___ MATERIAL PROVIDED ___
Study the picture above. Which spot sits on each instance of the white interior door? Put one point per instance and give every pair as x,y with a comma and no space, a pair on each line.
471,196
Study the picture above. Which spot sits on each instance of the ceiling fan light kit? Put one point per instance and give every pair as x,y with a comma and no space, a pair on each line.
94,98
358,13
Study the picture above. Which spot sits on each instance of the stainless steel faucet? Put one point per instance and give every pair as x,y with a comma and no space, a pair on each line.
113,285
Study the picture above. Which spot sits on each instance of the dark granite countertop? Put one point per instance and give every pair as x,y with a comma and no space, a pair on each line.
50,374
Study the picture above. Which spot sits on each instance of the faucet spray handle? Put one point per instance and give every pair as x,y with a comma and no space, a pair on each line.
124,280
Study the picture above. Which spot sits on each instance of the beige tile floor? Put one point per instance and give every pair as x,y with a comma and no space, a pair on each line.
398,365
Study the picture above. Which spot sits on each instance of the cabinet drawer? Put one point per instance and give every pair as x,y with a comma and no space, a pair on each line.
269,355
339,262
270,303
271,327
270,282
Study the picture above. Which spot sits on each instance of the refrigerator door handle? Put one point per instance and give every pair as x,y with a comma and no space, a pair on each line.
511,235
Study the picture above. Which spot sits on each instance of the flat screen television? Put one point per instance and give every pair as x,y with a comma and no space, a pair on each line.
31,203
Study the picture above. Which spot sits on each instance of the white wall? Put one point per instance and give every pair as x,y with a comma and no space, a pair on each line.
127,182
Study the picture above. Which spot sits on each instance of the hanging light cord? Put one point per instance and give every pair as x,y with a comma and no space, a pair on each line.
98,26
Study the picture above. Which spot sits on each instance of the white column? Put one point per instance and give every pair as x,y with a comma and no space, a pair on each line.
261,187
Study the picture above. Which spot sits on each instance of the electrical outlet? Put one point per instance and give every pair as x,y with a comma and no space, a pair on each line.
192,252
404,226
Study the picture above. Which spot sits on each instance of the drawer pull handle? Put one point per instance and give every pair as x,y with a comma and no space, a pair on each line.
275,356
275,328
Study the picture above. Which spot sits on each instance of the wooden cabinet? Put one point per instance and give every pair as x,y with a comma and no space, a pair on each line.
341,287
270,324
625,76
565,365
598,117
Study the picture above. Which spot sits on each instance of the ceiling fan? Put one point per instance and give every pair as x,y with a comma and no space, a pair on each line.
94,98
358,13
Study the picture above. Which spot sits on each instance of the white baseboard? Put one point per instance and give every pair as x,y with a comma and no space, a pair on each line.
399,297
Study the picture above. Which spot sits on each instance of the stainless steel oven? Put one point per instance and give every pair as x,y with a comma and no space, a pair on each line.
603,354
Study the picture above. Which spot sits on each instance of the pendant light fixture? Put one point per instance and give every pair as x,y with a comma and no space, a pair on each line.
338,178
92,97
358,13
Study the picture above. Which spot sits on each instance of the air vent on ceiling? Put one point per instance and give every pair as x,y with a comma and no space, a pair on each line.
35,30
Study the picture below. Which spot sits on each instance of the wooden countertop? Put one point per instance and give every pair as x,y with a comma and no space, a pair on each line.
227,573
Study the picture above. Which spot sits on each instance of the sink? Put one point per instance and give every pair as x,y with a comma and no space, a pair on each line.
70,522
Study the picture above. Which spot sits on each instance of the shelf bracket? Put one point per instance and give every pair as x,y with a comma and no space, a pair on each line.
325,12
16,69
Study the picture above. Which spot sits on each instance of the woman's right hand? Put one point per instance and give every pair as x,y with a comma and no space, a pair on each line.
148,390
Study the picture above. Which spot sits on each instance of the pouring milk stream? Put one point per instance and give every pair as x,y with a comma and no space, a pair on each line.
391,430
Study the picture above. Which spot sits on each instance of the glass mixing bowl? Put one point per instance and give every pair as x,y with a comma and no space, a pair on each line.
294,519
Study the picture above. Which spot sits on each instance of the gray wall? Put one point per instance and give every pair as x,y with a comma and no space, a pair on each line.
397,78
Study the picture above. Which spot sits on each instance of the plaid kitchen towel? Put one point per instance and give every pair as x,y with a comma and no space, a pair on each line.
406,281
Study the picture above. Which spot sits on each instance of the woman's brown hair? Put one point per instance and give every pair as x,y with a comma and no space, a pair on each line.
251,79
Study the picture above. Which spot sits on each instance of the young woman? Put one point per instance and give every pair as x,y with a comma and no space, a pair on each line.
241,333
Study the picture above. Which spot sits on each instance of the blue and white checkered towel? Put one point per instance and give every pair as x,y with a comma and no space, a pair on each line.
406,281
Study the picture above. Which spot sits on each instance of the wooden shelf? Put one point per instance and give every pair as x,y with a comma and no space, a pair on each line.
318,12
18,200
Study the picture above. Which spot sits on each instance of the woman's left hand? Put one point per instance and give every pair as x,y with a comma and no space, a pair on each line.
___
§ REQUIREMENT
Output the listing above in full, exactly as written.

§ TASK RESULT
Study the picture above. Which spot sits on each instance of the white interior door? Put one point per instance and give every pair as x,y with a comma and no space, a pair on each line.
471,196
Study the picture above. Which spot sits on each instance of the ceiling fan light kit? Put one point per instance and give every pair as x,y with a comma and no space, a pair on each line.
94,98
358,13
Study the picture above. Which spot sits on each instance of the stainless steel faucet? Put one point per instance and give every pair as x,y with a comma and no space, a pair on each line.
113,285
Study the picture above. Which spot sits on each instance of the dark granite countertop? Put one point per instance and give every pair as x,y with a comma and no space, a pair on each line.
50,374
Study the picture above. Which spot sits on each instance of the faucet spray handle? Put one point per instance and give every pair as x,y with a comma and no space, a pair on each line.
124,280
Study the picture above. Which spot sits on each instance of the beige tile floor? Put one point per instance and give every pair as x,y with a comma and no space, a pair on each line.
398,365
Study the picture above. Which spot sits on each instance of the cabinet drawer? Put one point per instance and give every pair as x,y with a comma and no space, a pair on each line.
269,355
339,262
270,303
271,327
270,282
Study the picture above. Which spot sits on each instance of the refrigerator door handle? Put one point per instance and give every pair as x,y with a comma and no space, a pair on each line.
511,235
Study the picture above. Which spot sits on each instance of the flat screen television? Put one point per instance and give every pair as x,y with a comma and no space, a pair on each line.
31,203
Study the picture above. Which spot sits on each instance of the white wall? Put one point per instance and give every pair as x,y with a comma and no space, a pair on each line.
127,182
Study the picture above. Which spot sits on each instance of the hanging light cord? Put one point per instance and give every pair as x,y with a comma and no space, a pair on each line.
98,26
Study the picture above. Which spot sits on each instance of the white column? Put one point per instance and give every pair as x,y with a comma and no space, a pair on each line.
261,187
Study the picture above. Which spot sits on each instance of the electrical outlet? Put one point per instance and give every pair as x,y with a comma and no space, a pair on each line.
192,252
404,226
Study the picture above. Which spot sits on each instance of the drawer pull handle? Put one point per instance and give every pair as x,y with a comma and no space, a pair on each line.
275,356
275,328
Study the picture above. Which spot sits on each instance of the wooden cabinet? Put one point per instance and give every pair as x,y with a comma and no space, a pair on each line.
341,287
270,324
625,76
565,365
598,117
Study the picture above. Which spot sits on each instance of the ceiling fan? Put one point per instance and give every pair as x,y with a comma and no space, a pair on each line.
94,98
358,13
Study the picture above. Which spot sits on each instance of the white baseboard? Put one point per instance and give every pair as x,y with a comma and no space, a pair on each line.
399,297
Study the picture above. Which spot sits on each instance of the stainless steel oven? Put one point per instance and give every pair as x,y with a comma and no space, a pair on each line.
603,354
Study the picture above. Which spot sits on each instance of the pendant light fixture? Put one point per instance and give every pair as x,y with a comma and no space, a pair on each line.
338,178
92,97
358,13
Study the picture above. Which spot sits on each instance of the air vent on ceiling? Put one point per instance and give every pair as x,y with a comma and no space, a pair on each line.
35,30
Study the picture below. Which spot sits on each instance of the wooden countertop? Put one point per instance and give every pair as x,y with a comma and no space, a pair on each line.
227,573
Study the picture above. Which spot sits on each instance of the sink? Put one point per instance and give every pair as x,y with a comma and no space, a pair on each line.
70,522
Study the picture above. Which spot sits on each instance of the shelf bracket? Put one point per instance and give every pair as x,y with a comma and no space, a pair on each line.
325,12
16,69
Study the picture above. Which spot sits on each instance of the woman's right hand? Put one point per instance and give every pair as x,y with a comma and no space, a pair on each line.
148,390
Study the picture above. Which spot sits on each instance of the pouring milk stream? Put one point per instance and give every pair as x,y with a comma and no space, a pair on each line.
391,430
Study the picture above. Which spot sits on each instance of the glass mixing bowl? Put one point per instance and give every pair as x,y with a comma and no space, a pair on each line.
294,519
Study the picture above. Which spot sits on each instance of the gray wall? Put one point per instance and give every pair as x,y with a comma and no space, a pair on each line.
397,78
Study the picture above. Which spot sits on each instance of the plaid kitchen towel? Put one point per instance and give every pair as x,y with a comma and no space, a pair on each line.
406,281
Study the picture above. Which spot sits on each instance of the woman's brown hair? Put one point per instance and give every pair as x,y with a comma and no space, a pair on each line.
251,79
Study the picture above. Which spot sits on each instance of the young woman? Put one point per instance and give every pair as x,y with a comma and no space, a pair on each line.
241,333
Study the picture above. Which spot sits on each instance of the blue and white checkered towel? Put one point per instance and give every pair as x,y with a comma and no space, a pair on each line.
406,281
Study the picture above. Which spot sits on each instance of the wooden shelf? Put one point per instance and give every pair as x,y with a comma and no space, a pair on each line.
318,12
18,200
Study the picture above. Which spot sits on each instance of the woman's left hand? Put one point per instance and give every pair as x,y with a comma and no space, a pair on each line.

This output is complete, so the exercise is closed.